| What is needed |
May I have, exactly as written, the line containing "Greenhouse-scouting request: tag the ceiling" and every line after it through the end of the listing below, and nothing else?

| Listed records |
▬▬▬▬▬▬

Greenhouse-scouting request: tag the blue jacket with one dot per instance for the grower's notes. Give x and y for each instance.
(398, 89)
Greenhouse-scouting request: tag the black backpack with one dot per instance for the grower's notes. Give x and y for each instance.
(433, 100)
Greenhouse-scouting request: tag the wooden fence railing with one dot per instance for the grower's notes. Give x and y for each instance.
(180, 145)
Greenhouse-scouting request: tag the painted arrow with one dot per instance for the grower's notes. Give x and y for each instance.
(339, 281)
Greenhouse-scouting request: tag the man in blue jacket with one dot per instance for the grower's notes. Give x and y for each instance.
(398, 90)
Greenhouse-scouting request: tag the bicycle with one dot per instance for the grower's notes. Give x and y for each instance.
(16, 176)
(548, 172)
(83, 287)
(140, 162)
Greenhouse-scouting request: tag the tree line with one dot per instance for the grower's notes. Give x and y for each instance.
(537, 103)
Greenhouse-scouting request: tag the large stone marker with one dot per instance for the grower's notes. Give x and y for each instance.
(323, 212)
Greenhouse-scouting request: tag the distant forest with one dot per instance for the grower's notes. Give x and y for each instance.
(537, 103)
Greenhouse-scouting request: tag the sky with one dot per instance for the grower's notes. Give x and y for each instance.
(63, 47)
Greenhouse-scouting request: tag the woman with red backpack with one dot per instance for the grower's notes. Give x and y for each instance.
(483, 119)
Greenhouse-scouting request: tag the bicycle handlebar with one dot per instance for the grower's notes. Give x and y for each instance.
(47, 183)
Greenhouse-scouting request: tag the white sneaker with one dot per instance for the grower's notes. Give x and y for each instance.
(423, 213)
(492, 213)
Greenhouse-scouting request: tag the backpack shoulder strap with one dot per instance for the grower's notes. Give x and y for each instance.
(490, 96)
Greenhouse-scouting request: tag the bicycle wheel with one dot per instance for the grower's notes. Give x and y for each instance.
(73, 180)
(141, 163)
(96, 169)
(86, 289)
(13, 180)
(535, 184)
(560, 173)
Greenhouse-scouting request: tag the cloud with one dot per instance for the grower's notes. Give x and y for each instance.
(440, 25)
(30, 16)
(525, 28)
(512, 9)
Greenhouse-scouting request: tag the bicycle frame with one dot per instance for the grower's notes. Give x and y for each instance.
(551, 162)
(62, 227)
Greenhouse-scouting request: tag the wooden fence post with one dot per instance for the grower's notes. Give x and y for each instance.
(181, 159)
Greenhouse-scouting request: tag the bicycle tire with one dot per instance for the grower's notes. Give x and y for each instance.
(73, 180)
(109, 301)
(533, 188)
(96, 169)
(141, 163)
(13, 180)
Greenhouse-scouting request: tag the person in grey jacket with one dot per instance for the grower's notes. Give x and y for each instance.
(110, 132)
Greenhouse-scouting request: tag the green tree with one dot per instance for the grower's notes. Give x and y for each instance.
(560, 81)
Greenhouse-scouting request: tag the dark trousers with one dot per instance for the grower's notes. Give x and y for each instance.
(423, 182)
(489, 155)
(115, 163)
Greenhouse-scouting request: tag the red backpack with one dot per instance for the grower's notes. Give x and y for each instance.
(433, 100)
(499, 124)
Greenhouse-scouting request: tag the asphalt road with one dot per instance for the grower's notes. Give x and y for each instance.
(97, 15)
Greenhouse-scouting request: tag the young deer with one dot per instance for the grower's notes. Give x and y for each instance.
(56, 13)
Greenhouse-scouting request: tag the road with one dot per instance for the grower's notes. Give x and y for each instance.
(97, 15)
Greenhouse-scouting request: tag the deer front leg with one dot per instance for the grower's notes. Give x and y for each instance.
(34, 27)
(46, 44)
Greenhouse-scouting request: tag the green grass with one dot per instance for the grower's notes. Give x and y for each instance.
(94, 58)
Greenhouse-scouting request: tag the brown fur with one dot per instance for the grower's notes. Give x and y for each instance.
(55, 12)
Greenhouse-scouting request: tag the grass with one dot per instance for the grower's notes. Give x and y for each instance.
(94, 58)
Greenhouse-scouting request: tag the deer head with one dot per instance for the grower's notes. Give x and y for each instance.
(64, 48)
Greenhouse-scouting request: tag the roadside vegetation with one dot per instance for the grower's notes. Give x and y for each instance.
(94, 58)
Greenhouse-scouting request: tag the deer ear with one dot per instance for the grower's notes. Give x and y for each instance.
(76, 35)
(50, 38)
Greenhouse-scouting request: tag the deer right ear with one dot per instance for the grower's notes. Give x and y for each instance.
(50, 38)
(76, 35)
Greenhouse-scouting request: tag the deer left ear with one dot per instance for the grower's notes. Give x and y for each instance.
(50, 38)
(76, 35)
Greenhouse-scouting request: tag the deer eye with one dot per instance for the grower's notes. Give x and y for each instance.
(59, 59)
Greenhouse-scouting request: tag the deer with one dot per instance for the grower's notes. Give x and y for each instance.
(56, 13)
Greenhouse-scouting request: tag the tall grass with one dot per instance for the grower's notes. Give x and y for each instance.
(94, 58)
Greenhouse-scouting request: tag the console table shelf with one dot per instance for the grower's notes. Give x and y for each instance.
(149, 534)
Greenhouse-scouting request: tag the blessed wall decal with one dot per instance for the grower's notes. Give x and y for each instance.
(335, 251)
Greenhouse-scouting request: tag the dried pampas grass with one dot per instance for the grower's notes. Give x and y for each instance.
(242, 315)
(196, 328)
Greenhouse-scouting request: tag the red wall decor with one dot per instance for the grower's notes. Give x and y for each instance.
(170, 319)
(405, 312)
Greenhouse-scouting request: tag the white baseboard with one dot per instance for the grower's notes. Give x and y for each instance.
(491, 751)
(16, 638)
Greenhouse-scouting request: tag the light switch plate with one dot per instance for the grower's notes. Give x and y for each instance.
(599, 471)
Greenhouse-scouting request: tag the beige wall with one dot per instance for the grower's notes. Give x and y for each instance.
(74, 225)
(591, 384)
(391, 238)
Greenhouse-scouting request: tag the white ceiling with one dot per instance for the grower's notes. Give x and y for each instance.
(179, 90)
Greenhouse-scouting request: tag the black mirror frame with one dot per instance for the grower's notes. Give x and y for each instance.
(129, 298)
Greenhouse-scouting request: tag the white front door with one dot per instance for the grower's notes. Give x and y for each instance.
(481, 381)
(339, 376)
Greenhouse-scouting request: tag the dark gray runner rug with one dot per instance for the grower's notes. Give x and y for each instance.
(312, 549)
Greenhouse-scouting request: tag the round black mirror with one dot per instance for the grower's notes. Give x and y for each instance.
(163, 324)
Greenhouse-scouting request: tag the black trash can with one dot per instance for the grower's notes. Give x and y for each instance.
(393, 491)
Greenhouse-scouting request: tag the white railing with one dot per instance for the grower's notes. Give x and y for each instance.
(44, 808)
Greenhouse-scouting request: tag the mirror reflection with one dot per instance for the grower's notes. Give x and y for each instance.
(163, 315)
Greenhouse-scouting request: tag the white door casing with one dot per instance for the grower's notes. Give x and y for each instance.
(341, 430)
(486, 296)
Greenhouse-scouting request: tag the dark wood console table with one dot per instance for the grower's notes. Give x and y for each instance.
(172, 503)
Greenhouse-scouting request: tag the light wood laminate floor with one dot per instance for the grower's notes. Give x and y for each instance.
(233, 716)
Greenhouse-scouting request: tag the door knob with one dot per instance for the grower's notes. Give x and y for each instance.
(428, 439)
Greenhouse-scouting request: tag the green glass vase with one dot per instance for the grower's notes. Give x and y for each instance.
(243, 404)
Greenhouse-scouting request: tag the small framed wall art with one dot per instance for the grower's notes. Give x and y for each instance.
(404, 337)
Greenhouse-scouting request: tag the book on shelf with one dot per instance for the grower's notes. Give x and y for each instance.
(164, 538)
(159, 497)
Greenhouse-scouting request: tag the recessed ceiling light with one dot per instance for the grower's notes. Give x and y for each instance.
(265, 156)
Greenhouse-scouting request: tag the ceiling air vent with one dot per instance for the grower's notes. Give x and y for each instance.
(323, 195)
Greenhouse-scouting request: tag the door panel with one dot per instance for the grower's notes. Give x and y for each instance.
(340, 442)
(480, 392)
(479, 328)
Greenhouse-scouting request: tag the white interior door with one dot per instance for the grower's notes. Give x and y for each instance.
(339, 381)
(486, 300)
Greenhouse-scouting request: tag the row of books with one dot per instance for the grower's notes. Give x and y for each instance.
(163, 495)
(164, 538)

▬▬▬▬▬▬

| Answer section |
Greenhouse-scouting request: tag the ceiling air vent with one dot per instance for the grower's notes. Give x and y for each instance.
(323, 195)
Greenhouse-scouting request: tag the door panel with one dot per instance for the grower's notes. Give x and y for each instance.
(340, 442)
(480, 392)
(479, 328)
Greenhouse-scouting request: tag the white interior door with one dot per instance for the grower's notes. Give x and y for each instance.
(339, 381)
(486, 300)
Greenhouse-scouting request: tag the row of books with one dot per instance for the grower's notes. Give x and y for each instance.
(163, 495)
(164, 538)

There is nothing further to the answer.